-------- Dataset records --------

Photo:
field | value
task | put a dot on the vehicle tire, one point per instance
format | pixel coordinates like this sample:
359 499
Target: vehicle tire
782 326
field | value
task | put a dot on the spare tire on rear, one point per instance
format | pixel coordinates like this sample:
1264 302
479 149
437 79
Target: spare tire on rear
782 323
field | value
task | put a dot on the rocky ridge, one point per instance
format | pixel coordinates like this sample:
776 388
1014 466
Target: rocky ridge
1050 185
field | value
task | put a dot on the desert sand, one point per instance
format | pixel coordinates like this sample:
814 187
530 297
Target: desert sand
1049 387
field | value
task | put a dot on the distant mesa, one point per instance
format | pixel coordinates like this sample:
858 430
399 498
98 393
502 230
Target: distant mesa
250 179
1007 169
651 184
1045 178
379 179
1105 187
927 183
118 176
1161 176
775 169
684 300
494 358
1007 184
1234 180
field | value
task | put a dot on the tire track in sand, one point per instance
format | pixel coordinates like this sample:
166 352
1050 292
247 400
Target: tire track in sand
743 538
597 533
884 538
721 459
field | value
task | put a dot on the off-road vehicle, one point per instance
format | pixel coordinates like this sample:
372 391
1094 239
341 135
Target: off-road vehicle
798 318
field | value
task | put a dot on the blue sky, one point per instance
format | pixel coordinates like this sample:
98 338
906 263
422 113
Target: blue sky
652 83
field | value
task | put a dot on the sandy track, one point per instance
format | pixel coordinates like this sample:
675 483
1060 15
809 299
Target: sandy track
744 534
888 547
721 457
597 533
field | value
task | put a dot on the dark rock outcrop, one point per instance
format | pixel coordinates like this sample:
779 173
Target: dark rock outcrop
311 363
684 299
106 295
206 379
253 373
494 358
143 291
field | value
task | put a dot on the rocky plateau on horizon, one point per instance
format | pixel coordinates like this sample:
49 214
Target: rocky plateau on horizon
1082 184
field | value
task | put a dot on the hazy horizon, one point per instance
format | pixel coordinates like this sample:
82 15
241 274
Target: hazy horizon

--------

Prompt
Your reply must repeat the entries above exactly and in full.

Answer area
Photo:
field | value
task | put a dot on the vehicle tire, one point per instance
format | pixel coordinates like this sample:
359 499
Target: vehicle tire
782 326
field | value
task | put a dot on the spare tire on rear, one point per instance
format | pixel coordinates like this sample:
1264 302
479 149
437 79
Target: spare tire on rear
782 323
field | value
task | put a dot on the rocky ridge, one point per instance
format | pixel coordinates like this sample:
776 388
1014 466
Target: rocky ridge
1050 185
field | value
task | put a dot on the desert sand, one point per instance
format | pixel coordinates like this sample:
814 187
530 297
Target: desert sand
1049 387
field | value
task | put a dot on the distant mesa, one point per instance
format | pixel coordinates like this sample:
858 430
399 498
98 393
502 230
Target: distant mesa
250 179
1007 169
651 184
1045 178
379 179
1105 187
927 183
118 176
1161 176
775 169
684 300
494 358
1007 184
1234 180
field | value
task | put a dot on the tire track in sand, one point per instance
format | pixel coordinates like this sample:
166 352
1050 292
247 400
Target: tire track in sand
743 538
597 533
884 538
721 459
field | value
task | put a dot on the off-road vehicle, one point per instance
format | pixel coordinates like this sample:
372 391
1094 239
341 135
Target: off-road vehicle
798 318
field | value
task | put a dot on the blue sky, one point per instance
format | pixel coordinates like this sample:
98 338
906 263
422 113
Target: blue sky
652 83
field | value
task | put a dot on the sandy track, one point per instance
format | pixel coordinates like this sample:
675 483
1060 15
809 299
Target: sandy track
744 534
888 547
721 457
597 533
field | value
task | put a dot on the dark rock outcrop, one point per instance
format | pixel coordinates like this sample:
779 173
Target: dark rock outcrop
311 363
684 299
106 295
206 379
253 373
494 358
143 291
field | value
task | put a dot on the rocky plateau on horizon, one point per instance
format | pixel coordinates like this sample:
49 214
Target: rocky plateau on horizon
1082 184
field | value
task | put a dot on the hazy horizon, one point per instance
format | pixel coordinates like this sample:
82 15
241 274
Target: hazy horizon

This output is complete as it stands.